Texto citado:
Nadando entre corais e tubarões

Sharm El Sheikh é, por várias razões, uma escolha perfeita como local de acolhimento de mais uma Conferência das Nações Unidas sobre Alterações Climáticas.

A Península do Sinai, cujo nome provém possivelmente (há muitas etimologias em concorrência) de Sin, o deus da Lua em várias religiões da antiga Mesopotâmia, tem paisagens que parecem tão áridas e inóspitas quanto as do satélite da Terra e podem, segundo os augúrios mais pessimistas, prefigurar a paisagem de muitas regiões mediterrânicas lá para o fim deste século.

A cidade de Sharm El Sheikh tem uma precipitação média anual de 7 (sete) mm/ano, uma média de 2.2 (dois ponto dois) dias de chuva por ano e 3800 horas de sol por ano (por comparação, Faro tem “apenas” 3428 horas). A temperatura média do ar é de 23.1º C e mesmo Janeiro, o mês mais frio do ano, tem uma média de 15.6º C; por outro lado, a temperatura da água do mar regista uma média anual de 25.4º C, oscilando as médias mensais entre 22.4º C em Fevereiro e 28.8º C em Agosto. Porém, a secura do clima não implica que o visitante seja confrontado com problemas de escassez de água: quando o dinheiro abunda, nunca falta água para sustentar relvados, palmeiras, piscinas, fontes e cascatas, mesmo que em volta só se lobriguem vastidões desoladas de areia e cascalho. O mesmo pode dizer-se do potencial inconveniente das temperaturas escaldantes: a vida do residente ou visitante de Sharm El Sheikh decorre integralmente em ambiente climatizado ou à beira da piscina ou do mar.

Sharm El Sheikh proporciona os confortos cosmopolitas a que as elites mundiais estão habituadas, mas também corresponde ao ideal climático da classe média ocidental – e, em particular, da portuguesa – que fica abespinhada de cada vez que a chuva ou a viração perturbam o prazer de jantar al fresco e para quem água do mar abaixo de 21º C é ressentida como a violação de um pacto sagrado, e que, não obstante, declara publicamente (e, possivelmente, crê no seu íntimo) estar preocupadíssima com as alterações climáticas (ver E se pudéssemos ter 364 dias de Verão?).

O Coral Sea Resort, um dos empreendimentos turísticos de Sharm El Sheikh

Wikimedia Commons

O facto de a COP27 decorrer num recanto remoto do Deserto do Sinai representa uma grande vantagem em relação à COP26, que teve lugar em Glasgow: os activistas ambientais não têm dinheiro para pagar a viagem e a estadia no luxo de Sharm El Sheikh, pelo que não poderão importunar as pseudo-conversações e os discursos ocos dos líderes mundiais com as suas marchas, farsas, momices e outras tácticas de agit-prop (pela mesma razão o Fórum Económico Mundial escolheu Davos para o seu encontro anual em Janeiro: a arraia-miúda não tem dinheiro para se instalar no luxuoso resort suíço e em Janeiro faz demasiado frio nos Alpes para se dormir ao relento). Para mais, após o atentado terrorista de 2005, as autoridades egípcias ergueram em torno de Sharm El Sheikh uma imponente barreira em betão, que só é acessível em quatro postos de controlo, dotados de câmaras de filmar e scanners. O único risco de um mau encontro que os distintos conferencistas enfrentarão em Sharm El Sheikh poderá surgir nos momentos de descontracção nas águas tépidas do mar – em 2010 registaram-se vários ataques de tubarões, que causaram um morto e quatro feridos graves.

Instrução dada:
Pode continuar o texto sobre Sharm El Sheikh a partir do ponto em que termina? O material abaixo é independente do texto sobre Sharm El Sheikh.

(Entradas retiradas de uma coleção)

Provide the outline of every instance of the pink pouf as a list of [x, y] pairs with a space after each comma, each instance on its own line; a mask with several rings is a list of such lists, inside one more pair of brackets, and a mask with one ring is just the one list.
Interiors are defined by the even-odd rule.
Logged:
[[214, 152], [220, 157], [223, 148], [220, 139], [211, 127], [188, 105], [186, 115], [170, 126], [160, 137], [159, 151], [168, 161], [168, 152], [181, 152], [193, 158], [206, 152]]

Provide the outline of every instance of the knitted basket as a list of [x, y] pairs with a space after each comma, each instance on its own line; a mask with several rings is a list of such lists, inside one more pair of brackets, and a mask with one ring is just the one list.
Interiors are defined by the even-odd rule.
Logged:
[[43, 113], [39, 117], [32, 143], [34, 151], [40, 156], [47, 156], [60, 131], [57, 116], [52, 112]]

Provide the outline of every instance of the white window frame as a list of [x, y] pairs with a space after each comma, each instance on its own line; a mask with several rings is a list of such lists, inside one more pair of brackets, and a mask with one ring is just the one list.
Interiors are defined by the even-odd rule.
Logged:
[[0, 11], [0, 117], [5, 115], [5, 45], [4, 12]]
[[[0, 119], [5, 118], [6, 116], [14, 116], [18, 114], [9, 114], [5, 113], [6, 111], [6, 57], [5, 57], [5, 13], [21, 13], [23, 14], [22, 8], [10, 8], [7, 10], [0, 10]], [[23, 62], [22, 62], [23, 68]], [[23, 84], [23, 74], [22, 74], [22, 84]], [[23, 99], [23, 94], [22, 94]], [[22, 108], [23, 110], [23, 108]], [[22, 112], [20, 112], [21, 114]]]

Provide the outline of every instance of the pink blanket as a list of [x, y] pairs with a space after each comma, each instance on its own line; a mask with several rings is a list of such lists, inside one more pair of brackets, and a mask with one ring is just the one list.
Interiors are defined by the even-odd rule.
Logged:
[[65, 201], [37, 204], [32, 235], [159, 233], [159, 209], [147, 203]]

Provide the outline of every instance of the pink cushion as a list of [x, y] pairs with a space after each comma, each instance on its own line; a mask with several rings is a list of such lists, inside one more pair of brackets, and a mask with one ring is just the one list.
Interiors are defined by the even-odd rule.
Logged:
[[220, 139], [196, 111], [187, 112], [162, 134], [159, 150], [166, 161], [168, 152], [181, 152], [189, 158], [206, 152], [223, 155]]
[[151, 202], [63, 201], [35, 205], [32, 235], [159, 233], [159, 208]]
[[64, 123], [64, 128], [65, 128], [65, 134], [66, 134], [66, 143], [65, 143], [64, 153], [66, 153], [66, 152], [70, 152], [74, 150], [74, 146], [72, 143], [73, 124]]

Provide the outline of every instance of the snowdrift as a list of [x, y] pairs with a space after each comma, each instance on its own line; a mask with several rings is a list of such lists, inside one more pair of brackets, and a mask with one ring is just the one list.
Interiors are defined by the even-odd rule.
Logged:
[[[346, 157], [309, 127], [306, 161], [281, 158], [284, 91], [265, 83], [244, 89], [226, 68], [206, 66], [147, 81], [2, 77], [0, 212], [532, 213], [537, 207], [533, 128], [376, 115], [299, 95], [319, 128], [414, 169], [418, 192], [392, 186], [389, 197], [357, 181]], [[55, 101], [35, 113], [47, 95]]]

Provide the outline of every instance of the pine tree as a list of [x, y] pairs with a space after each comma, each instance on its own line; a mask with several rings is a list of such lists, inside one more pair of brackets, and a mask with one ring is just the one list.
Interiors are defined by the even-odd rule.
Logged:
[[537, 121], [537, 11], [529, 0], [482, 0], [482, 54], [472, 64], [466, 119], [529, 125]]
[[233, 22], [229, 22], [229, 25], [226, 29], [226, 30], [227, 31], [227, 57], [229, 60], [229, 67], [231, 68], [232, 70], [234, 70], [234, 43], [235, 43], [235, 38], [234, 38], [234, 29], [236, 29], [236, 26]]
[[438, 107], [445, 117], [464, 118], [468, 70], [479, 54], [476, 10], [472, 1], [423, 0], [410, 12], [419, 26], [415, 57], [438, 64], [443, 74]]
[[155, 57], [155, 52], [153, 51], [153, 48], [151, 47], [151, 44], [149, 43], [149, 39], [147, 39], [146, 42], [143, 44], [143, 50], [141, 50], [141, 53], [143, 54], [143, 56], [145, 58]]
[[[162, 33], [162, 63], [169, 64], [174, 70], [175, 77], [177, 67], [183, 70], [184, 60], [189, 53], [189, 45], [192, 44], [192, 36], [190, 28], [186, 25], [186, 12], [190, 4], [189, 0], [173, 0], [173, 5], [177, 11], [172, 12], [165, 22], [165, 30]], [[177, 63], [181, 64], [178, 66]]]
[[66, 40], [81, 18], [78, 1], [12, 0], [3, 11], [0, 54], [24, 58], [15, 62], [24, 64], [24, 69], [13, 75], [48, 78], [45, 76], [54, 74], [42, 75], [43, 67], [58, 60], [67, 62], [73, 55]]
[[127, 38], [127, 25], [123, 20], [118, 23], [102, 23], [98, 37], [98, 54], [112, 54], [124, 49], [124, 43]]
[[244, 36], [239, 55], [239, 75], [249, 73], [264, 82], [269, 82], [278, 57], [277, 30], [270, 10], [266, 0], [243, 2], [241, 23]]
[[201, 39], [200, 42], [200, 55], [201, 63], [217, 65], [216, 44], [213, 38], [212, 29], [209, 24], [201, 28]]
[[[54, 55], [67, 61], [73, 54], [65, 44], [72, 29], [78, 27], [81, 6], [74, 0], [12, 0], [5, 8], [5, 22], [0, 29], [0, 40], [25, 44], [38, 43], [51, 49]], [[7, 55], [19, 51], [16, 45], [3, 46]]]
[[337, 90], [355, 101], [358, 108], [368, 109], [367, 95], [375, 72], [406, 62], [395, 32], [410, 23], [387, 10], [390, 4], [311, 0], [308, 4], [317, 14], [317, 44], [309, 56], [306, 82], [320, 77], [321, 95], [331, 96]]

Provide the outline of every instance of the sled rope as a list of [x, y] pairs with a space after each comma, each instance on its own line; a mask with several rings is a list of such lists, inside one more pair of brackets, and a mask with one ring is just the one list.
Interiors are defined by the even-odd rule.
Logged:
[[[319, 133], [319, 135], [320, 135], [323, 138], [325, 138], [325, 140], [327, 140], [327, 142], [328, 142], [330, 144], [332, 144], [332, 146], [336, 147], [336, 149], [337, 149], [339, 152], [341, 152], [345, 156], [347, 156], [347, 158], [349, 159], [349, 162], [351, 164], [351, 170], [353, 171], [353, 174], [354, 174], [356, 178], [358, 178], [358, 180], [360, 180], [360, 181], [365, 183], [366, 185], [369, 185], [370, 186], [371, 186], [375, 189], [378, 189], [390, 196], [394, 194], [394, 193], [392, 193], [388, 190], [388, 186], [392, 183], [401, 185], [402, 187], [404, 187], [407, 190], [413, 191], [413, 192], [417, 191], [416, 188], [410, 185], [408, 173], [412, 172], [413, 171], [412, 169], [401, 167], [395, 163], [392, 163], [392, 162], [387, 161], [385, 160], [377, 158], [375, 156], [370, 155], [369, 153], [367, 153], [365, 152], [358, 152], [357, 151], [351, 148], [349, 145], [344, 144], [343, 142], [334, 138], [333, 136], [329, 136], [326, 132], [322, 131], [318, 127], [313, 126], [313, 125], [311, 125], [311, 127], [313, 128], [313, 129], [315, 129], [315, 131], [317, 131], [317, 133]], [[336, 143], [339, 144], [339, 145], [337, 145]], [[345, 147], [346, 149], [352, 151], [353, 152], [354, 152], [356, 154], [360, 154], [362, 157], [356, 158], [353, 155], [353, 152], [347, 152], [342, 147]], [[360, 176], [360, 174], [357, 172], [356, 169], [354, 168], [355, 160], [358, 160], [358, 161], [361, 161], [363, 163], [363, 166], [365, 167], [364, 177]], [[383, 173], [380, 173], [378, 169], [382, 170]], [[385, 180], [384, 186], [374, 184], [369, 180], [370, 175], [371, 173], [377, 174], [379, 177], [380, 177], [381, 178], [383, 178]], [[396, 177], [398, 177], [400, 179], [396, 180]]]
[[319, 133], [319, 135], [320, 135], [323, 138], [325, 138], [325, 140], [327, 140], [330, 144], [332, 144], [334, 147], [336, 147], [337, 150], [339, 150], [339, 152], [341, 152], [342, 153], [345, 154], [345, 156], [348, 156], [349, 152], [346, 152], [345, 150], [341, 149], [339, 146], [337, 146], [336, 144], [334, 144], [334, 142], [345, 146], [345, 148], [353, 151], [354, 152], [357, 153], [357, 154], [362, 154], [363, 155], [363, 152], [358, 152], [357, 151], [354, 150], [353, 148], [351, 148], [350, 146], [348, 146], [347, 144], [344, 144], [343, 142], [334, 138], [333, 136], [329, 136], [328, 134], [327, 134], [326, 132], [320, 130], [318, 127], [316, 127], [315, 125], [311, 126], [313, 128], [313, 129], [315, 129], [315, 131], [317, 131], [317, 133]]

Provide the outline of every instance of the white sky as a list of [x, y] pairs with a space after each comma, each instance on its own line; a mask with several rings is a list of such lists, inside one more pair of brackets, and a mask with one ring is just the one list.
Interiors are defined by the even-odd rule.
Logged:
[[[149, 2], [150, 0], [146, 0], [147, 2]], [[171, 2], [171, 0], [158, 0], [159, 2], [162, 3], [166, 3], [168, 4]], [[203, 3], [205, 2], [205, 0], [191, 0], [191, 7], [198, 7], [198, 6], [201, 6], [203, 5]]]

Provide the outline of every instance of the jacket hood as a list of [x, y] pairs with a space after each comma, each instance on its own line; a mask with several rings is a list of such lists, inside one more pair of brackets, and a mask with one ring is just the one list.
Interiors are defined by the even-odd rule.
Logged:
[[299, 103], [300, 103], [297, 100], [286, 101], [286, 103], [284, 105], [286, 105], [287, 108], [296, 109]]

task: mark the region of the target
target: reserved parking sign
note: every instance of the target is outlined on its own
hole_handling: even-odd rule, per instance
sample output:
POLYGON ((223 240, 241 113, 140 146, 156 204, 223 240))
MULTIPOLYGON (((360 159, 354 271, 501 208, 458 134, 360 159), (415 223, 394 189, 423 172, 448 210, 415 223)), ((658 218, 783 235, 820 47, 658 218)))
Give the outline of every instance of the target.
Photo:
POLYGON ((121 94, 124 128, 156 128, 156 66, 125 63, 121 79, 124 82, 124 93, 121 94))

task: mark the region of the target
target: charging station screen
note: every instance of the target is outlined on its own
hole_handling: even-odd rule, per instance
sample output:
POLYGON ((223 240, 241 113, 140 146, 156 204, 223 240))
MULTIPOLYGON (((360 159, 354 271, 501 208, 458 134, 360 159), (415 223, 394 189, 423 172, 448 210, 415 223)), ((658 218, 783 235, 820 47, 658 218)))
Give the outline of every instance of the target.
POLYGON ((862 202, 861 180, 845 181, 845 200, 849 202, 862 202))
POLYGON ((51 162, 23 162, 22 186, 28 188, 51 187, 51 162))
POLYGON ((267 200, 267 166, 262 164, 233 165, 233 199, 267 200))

A resposta:
Os recifes de coral de Sharm El Sheikh

Ainda assim, dificilmente um visitante de Sharm El Sheikh resistirá a um mergulho no Mar Vermelho, pois os recifes de coral costeiros albergam uma extraordinária riqueza de espécies, incluindo tartarugas, raias e peixes de cores variegadas, cujas fotos ficam sempre bem no Facebook e no Instagram (de que serve viajar para paragens exóticas se não pudermos fazer inveja a quem ficou em casa?) e que justificam a existência de uma miríade de clubes de mergulho em Sharm El Sheikh.

Acontece que os recifes de coral que sustentam esta exuberante fauna marinha estão entre as primeiras vítimas do aquecimento global, uma vez que este é o principal responsável pelo fenómeno do “branqueamento do coral”, que tem vindo a converter extensas áreas de recifes em ruínas desoladas (ver capítulo “Os homens brincam aos deuses” em Serão estas as perguntas certas sobre o futuro do planeta?). Embora entre as 209 espécies de corais do Mar Vermelho existam algumas que parecem ser mais resistentes do que a média às ondas de calor, os recifes de Sharm El Sheikh já apresentam manchas descoloradas.

Ironicamente, uma das causas primordiais do mal que começa a roer os corais de Sharm El Sheikh são os padrões de consumo das classes possidentes que lá faz em férias, o que inclui as viagens de avião até à estância. Aliás, para lá do avião, não há outra forma expedita de viajar até Sharm El Sheikh, a não ser que, como aconteceu já com Greta Thunberg, tenhamos um amigo que coloque à nossa disposição o seu iate à vela de 4.6 milhões de euros.

Como as “conquistas” da COP26 se volatilizaram

Se, apesar de toda a dramatização e efervescência mediática, da atmosfera “última-oportunidade-para-salvar-o-planeta” e das proclamações optimistas de alguns tontos, a COP26 se limitou, como as COPs anteriores, a produzir declarações de intenções altissonantes e resoluções e acordos vagos, tíbios e insuficientes (ver As alterações climáticas e a conferência das Nações Unidas: O Grande Circo Carbónico), as perspectivas para a COP27 parecem ser ainda mais desanimadoras.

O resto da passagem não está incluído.